STATED PROBLEM => Rewrite only the lines that begin at the one containing "Q: For each instance of the dry" and end with the one containing "(709, 1114)", switching "shoreline" to "lakeshore" and leaving the rest unchanged.

DATA RECORDS =>
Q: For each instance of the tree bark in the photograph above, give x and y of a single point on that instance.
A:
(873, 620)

---

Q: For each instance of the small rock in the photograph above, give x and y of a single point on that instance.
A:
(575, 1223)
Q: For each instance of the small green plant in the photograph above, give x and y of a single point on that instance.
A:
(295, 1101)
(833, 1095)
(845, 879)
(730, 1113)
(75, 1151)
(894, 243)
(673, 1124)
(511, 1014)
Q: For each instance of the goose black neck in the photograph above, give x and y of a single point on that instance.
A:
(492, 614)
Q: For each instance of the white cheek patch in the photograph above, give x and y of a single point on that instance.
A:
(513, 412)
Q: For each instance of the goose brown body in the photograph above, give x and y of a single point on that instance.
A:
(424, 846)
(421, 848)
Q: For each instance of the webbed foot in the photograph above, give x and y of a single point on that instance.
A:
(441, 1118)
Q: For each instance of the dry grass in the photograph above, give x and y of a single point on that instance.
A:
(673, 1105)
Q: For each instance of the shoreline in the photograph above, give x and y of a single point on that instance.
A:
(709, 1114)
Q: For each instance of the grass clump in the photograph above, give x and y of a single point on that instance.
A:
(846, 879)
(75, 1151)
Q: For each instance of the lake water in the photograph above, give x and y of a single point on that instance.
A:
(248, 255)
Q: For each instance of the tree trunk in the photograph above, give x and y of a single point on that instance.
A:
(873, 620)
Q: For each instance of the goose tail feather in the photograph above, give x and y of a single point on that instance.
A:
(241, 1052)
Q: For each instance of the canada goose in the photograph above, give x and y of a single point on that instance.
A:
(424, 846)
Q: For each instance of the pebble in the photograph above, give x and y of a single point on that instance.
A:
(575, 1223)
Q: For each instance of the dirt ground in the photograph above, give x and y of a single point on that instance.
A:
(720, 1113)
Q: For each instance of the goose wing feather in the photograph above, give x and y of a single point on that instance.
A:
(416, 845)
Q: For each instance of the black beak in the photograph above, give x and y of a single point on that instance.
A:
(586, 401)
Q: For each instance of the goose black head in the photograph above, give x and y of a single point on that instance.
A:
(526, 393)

--

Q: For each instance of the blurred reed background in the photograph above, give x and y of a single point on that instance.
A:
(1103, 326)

COMPLETE RESPONSE =>
Q: For each instance of the dry grass in the photograph above, give x and y of a single point on that instance.
A:
(673, 1105)
Q: For each instance of the lakeshore in the photograph above, give x and y of a single point on that instance.
A:
(709, 1114)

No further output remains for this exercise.